-- Directions --
Can you return, unchanged, the lines from the one that contains "Where can the halved red" to the last line, with the pictures left out?

Entries from a pointing dataset:
════════════════

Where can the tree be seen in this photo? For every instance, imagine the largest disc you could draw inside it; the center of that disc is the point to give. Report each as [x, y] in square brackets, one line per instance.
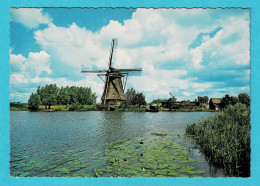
[171, 101]
[63, 96]
[225, 101]
[202, 99]
[205, 99]
[73, 93]
[130, 95]
[244, 99]
[233, 100]
[139, 99]
[34, 102]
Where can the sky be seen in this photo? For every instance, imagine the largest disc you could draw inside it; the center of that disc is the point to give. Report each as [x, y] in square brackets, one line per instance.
[186, 52]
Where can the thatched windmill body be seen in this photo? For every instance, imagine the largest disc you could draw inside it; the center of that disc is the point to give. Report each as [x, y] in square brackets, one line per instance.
[114, 88]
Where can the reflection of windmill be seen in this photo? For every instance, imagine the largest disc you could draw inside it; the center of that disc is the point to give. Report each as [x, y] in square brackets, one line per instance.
[114, 88]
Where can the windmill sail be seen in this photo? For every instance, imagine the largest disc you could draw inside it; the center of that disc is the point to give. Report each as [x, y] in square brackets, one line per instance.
[113, 93]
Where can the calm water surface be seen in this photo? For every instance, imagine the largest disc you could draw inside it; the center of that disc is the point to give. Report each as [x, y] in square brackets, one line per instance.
[44, 136]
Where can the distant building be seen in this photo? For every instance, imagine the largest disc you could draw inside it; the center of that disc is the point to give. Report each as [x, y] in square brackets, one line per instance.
[214, 103]
[165, 103]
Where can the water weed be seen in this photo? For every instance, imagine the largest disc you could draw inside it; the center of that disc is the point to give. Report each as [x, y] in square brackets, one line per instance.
[225, 139]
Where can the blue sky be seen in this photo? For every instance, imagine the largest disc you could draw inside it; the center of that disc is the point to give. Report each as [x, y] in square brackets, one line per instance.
[188, 52]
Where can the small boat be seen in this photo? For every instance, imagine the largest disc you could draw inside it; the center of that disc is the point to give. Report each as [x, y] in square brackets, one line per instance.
[152, 108]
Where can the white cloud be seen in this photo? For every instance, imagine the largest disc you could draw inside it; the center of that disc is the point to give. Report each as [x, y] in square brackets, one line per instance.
[29, 17]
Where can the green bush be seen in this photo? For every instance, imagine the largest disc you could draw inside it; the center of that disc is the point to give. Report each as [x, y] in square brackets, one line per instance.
[225, 139]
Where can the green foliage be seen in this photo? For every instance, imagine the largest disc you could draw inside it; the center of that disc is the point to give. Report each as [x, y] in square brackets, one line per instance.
[133, 98]
[139, 99]
[130, 94]
[17, 106]
[202, 99]
[34, 102]
[244, 99]
[51, 95]
[225, 139]
[171, 101]
[232, 100]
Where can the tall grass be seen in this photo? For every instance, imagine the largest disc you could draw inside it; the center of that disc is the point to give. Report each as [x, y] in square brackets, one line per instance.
[225, 139]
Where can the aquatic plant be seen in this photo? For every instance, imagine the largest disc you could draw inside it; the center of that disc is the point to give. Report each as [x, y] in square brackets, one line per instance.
[225, 139]
[158, 156]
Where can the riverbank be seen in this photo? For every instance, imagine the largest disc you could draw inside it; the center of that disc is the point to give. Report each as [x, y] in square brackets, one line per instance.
[55, 108]
[225, 139]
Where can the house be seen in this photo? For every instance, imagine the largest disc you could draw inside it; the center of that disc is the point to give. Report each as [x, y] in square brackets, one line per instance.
[165, 103]
[214, 103]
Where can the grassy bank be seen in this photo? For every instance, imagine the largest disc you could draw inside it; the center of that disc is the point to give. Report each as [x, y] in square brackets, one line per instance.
[225, 139]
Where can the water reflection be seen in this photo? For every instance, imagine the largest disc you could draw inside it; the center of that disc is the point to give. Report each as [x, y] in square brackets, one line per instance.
[86, 133]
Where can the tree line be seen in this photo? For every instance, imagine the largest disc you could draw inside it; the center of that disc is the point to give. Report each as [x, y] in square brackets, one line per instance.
[49, 95]
[232, 100]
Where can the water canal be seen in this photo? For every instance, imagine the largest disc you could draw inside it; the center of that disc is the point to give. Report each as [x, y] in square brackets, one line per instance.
[47, 144]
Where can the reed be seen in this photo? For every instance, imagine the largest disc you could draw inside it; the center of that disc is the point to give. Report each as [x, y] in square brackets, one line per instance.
[225, 139]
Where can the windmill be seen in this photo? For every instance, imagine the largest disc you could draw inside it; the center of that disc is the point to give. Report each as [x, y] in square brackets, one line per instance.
[114, 88]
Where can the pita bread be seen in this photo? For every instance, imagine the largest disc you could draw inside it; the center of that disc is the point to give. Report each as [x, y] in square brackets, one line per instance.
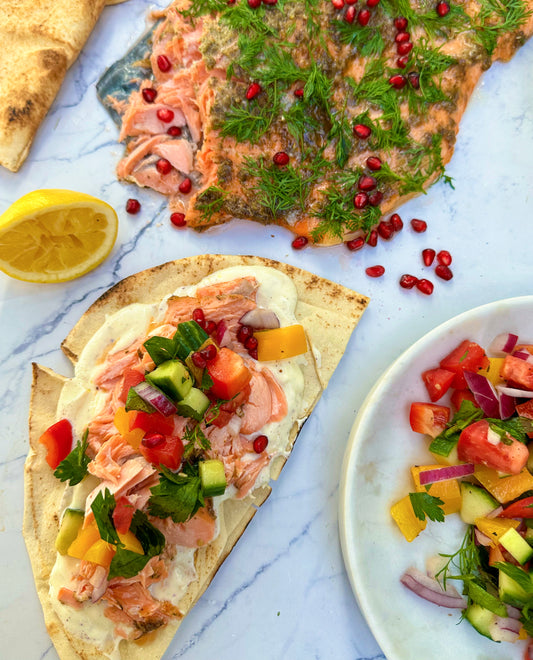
[329, 313]
[40, 41]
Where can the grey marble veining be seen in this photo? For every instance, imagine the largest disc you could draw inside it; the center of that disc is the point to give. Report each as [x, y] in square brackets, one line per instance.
[283, 592]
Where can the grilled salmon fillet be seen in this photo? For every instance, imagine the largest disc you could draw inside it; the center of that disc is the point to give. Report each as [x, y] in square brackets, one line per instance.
[318, 116]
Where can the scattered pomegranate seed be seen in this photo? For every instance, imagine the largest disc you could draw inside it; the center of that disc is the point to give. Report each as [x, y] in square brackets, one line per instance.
[260, 443]
[373, 163]
[396, 222]
[428, 256]
[178, 219]
[442, 8]
[375, 271]
[165, 114]
[362, 131]
[163, 63]
[363, 17]
[408, 281]
[398, 81]
[185, 186]
[425, 286]
[149, 94]
[444, 258]
[419, 226]
[174, 131]
[253, 90]
[133, 206]
[300, 242]
[281, 158]
[355, 244]
[163, 166]
[443, 272]
[360, 200]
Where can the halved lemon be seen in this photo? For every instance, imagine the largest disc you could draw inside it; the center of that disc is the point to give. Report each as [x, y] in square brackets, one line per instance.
[55, 235]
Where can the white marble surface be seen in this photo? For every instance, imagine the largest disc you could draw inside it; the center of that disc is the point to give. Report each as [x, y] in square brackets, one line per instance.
[283, 592]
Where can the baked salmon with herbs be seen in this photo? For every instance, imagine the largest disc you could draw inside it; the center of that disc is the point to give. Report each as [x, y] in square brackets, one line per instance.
[321, 116]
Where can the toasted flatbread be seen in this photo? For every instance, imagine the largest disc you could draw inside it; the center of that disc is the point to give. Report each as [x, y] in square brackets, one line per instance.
[328, 312]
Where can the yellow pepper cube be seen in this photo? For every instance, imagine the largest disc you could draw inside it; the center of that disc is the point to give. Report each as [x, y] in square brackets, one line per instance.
[404, 516]
[448, 491]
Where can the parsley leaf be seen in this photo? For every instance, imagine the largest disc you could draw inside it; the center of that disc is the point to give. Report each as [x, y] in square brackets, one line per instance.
[73, 468]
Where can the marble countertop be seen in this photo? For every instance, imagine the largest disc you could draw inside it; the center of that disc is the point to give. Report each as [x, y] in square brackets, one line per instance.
[283, 592]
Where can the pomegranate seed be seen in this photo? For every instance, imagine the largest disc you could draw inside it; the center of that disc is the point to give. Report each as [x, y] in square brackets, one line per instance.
[253, 90]
[163, 63]
[355, 244]
[373, 163]
[442, 8]
[281, 158]
[360, 200]
[375, 198]
[444, 258]
[385, 229]
[443, 272]
[163, 166]
[408, 281]
[362, 131]
[425, 286]
[419, 226]
[375, 271]
[400, 23]
[165, 114]
[367, 183]
[153, 440]
[428, 255]
[404, 48]
[363, 17]
[178, 219]
[300, 242]
[260, 443]
[396, 222]
[398, 81]
[185, 186]
[149, 94]
[174, 131]
[133, 206]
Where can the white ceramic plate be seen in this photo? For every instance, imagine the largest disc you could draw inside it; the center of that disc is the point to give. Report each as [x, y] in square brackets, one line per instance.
[376, 474]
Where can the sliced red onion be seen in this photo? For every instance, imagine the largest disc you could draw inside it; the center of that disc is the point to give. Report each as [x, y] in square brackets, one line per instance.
[156, 398]
[503, 344]
[260, 318]
[430, 589]
[445, 473]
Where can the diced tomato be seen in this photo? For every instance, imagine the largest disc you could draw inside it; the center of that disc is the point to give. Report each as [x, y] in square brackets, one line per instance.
[132, 377]
[437, 382]
[58, 441]
[123, 514]
[468, 356]
[168, 452]
[428, 418]
[479, 445]
[229, 374]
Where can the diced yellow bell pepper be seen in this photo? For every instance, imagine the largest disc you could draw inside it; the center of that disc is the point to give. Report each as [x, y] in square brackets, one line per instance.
[495, 528]
[504, 488]
[404, 516]
[448, 491]
[281, 343]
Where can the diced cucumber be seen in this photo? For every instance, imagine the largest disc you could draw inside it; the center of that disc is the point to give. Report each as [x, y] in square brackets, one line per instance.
[193, 405]
[213, 477]
[70, 526]
[476, 502]
[173, 378]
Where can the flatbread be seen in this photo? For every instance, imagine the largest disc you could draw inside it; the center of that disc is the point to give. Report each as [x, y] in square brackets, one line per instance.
[329, 313]
[40, 41]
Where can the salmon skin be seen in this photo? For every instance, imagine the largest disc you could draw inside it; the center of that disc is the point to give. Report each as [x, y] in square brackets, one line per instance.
[272, 114]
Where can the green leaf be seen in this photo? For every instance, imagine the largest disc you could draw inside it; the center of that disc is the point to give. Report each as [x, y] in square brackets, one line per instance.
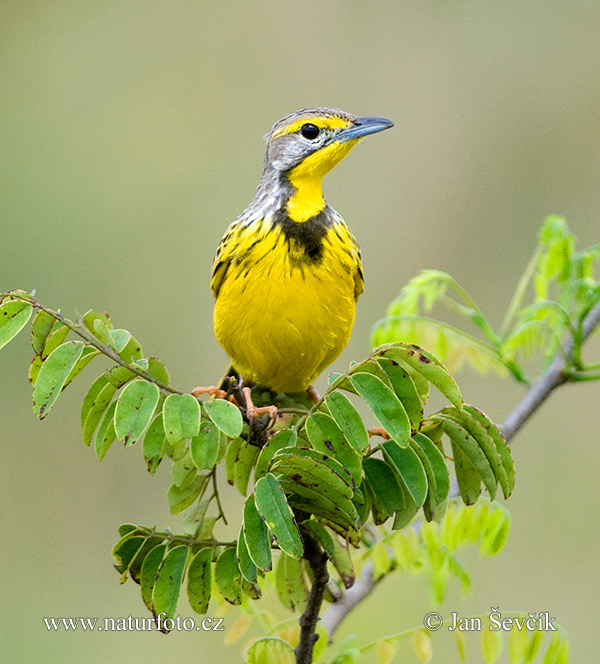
[405, 390]
[244, 463]
[206, 445]
[34, 368]
[507, 483]
[256, 534]
[158, 370]
[273, 507]
[154, 443]
[349, 420]
[53, 375]
[484, 440]
[290, 581]
[469, 480]
[118, 339]
[126, 548]
[89, 353]
[40, 329]
[451, 345]
[326, 436]
[119, 375]
[101, 330]
[132, 351]
[181, 415]
[385, 406]
[149, 571]
[57, 335]
[226, 416]
[438, 478]
[183, 470]
[314, 469]
[168, 583]
[462, 440]
[135, 407]
[135, 567]
[428, 366]
[247, 567]
[90, 316]
[180, 498]
[228, 578]
[337, 554]
[318, 484]
[230, 458]
[199, 580]
[270, 650]
[280, 440]
[106, 435]
[96, 401]
[387, 495]
[405, 461]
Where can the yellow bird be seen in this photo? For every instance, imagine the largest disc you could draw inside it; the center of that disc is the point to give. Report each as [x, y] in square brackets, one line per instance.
[287, 273]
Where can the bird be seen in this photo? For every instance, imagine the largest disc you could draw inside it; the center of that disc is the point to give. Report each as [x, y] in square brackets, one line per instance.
[288, 272]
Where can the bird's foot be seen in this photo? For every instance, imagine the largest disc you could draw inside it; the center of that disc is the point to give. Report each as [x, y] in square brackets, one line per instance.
[252, 411]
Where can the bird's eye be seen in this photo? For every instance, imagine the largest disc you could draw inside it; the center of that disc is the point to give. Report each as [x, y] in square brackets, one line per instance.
[310, 131]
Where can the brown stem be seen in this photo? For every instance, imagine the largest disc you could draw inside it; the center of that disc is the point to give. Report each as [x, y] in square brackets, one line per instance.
[317, 559]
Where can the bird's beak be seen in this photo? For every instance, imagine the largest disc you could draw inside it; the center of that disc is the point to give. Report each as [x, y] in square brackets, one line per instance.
[362, 127]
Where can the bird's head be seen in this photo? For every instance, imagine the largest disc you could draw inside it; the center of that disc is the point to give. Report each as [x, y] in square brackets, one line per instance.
[305, 145]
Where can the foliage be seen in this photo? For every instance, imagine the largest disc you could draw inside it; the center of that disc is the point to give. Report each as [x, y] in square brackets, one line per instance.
[363, 476]
[522, 645]
[563, 284]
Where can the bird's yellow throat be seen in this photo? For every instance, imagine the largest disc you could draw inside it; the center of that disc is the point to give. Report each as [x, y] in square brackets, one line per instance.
[306, 178]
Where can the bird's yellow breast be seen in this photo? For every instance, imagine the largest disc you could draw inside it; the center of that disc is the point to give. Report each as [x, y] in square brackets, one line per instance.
[285, 306]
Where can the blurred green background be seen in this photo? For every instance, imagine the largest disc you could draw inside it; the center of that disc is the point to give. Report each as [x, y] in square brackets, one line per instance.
[131, 136]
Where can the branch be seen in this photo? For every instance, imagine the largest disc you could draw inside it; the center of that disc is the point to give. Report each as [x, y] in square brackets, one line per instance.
[539, 391]
[554, 376]
[317, 559]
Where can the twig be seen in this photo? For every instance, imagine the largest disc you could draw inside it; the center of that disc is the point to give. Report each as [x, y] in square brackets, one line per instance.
[93, 341]
[317, 559]
[554, 376]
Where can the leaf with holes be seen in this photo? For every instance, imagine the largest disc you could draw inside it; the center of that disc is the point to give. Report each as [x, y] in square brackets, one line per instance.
[228, 577]
[181, 415]
[256, 533]
[326, 436]
[406, 463]
[226, 416]
[348, 419]
[168, 583]
[53, 375]
[273, 507]
[385, 406]
[199, 580]
[426, 365]
[135, 407]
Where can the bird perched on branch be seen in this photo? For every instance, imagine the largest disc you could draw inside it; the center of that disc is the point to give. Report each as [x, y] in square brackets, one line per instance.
[288, 272]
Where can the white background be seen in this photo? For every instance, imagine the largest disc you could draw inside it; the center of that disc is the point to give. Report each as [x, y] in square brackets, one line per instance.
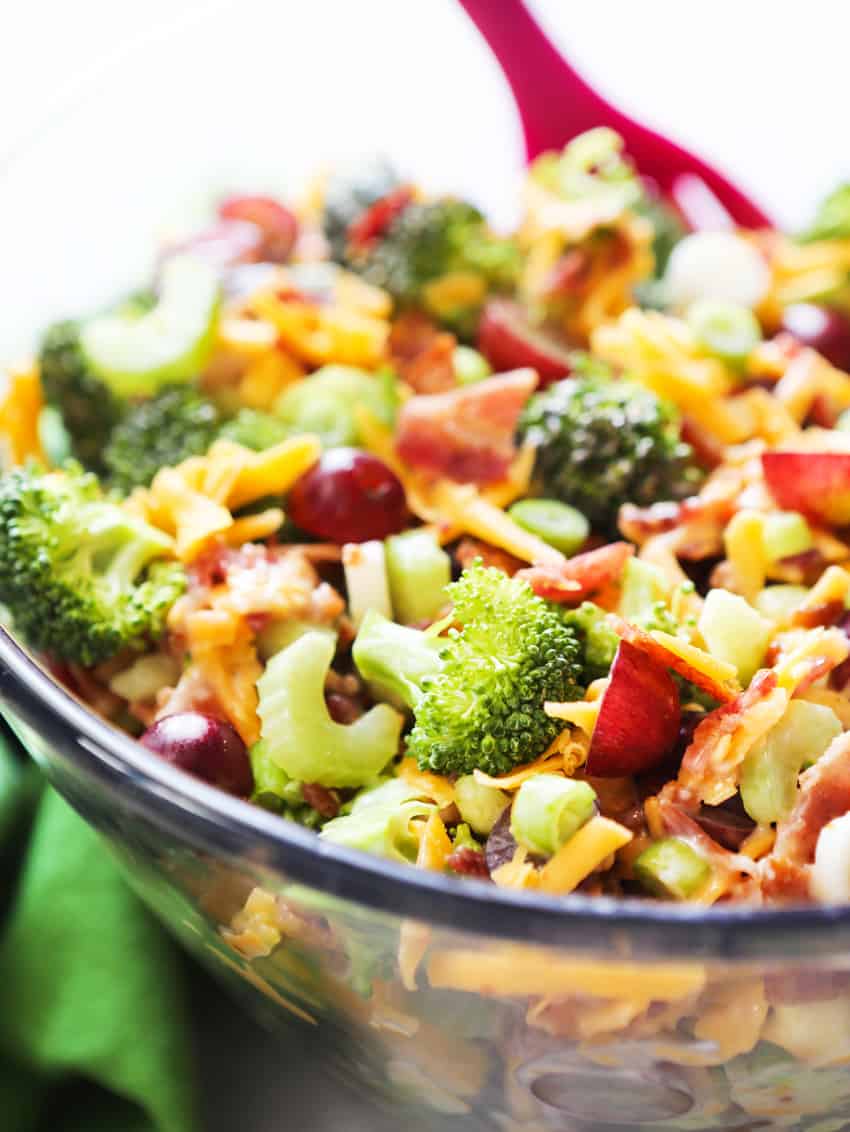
[119, 117]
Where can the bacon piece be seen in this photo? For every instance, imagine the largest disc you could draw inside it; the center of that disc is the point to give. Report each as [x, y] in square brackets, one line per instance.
[698, 521]
[323, 800]
[468, 434]
[342, 709]
[468, 550]
[371, 224]
[678, 823]
[824, 794]
[580, 576]
[710, 765]
[422, 353]
[468, 863]
[655, 649]
[827, 612]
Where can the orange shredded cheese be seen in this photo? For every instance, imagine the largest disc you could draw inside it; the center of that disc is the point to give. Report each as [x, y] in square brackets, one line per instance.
[20, 405]
[521, 970]
[432, 786]
[583, 854]
[435, 845]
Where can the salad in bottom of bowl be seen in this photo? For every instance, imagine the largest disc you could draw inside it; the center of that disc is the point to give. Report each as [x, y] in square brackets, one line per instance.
[523, 557]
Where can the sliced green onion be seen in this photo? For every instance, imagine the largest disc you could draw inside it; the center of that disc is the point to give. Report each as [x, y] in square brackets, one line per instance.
[556, 523]
[418, 569]
[786, 533]
[549, 809]
[672, 868]
[726, 329]
[480, 806]
[772, 766]
[470, 366]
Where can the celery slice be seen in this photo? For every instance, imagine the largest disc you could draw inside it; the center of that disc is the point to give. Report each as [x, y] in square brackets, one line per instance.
[418, 569]
[672, 868]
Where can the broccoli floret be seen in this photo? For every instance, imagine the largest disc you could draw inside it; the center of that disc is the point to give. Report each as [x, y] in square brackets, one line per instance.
[160, 432]
[88, 410]
[255, 429]
[483, 708]
[832, 217]
[80, 576]
[599, 641]
[601, 443]
[429, 241]
[349, 193]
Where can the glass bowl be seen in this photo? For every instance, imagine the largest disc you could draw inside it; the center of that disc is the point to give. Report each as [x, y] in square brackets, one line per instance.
[468, 1005]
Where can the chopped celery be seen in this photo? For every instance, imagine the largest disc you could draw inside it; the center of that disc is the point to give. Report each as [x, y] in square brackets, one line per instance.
[325, 403]
[366, 580]
[480, 806]
[672, 868]
[278, 635]
[726, 329]
[302, 738]
[643, 586]
[778, 602]
[549, 809]
[470, 366]
[135, 353]
[271, 779]
[418, 569]
[772, 766]
[555, 522]
[786, 533]
[735, 632]
[394, 659]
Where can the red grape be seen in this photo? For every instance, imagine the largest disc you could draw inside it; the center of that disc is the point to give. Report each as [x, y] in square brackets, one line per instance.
[823, 328]
[349, 496]
[276, 223]
[508, 341]
[204, 746]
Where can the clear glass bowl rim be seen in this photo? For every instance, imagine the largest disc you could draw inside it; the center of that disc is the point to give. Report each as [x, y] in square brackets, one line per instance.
[224, 825]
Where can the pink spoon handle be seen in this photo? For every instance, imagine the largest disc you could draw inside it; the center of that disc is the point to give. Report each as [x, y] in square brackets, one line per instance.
[556, 103]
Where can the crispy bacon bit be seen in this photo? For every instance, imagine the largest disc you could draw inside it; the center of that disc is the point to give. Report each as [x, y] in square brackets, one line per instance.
[371, 224]
[829, 612]
[323, 800]
[468, 550]
[422, 354]
[468, 863]
[468, 434]
[824, 794]
[678, 823]
[698, 521]
[710, 766]
[580, 576]
[653, 648]
[342, 709]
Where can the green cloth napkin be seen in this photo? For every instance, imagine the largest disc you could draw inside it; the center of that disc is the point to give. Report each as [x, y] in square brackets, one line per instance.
[93, 1034]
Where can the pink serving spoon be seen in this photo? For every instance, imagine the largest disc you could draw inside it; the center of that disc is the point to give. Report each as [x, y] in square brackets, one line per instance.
[556, 103]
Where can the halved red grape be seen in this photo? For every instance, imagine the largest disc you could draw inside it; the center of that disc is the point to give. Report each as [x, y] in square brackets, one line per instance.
[508, 341]
[823, 328]
[276, 223]
[204, 746]
[349, 496]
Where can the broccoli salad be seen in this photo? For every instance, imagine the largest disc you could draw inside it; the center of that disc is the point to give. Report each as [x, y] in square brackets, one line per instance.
[523, 557]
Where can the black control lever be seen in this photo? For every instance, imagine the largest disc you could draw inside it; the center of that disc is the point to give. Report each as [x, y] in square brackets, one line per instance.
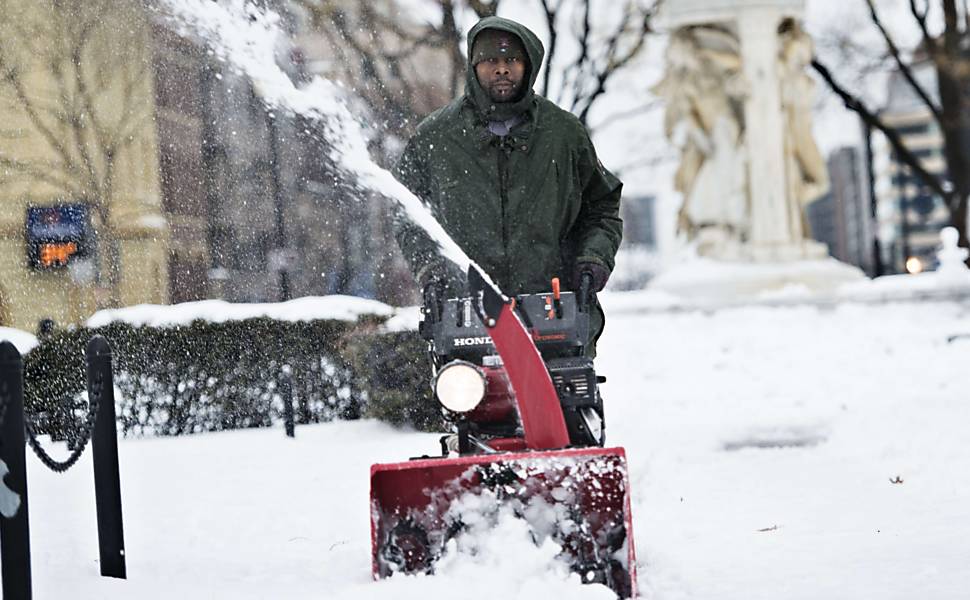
[585, 292]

════════════════

-- Output below --
Where can the halved red grape be seen in this photo? For every instance, imagine the largest disc you could draw inside it; the center of that disc is the point to give. Report each as [x, y] in square brackets, one line per instance.
[508, 341]
[823, 328]
[276, 223]
[204, 746]
[349, 496]
Where can the broccoli salad be seen in this photo? For every instance, imagine the largest disc you could draw inside it; the center of that disc is the point to give. Report each as [x, y] in square brackets, one line per instance.
[523, 557]
Where can the black control lever be seen in this photo? For every instance, imagine the largest disc you could draw inside it; the center of that disc is the point to give. Report each as [x, y] in square brackets, one line per instance.
[585, 292]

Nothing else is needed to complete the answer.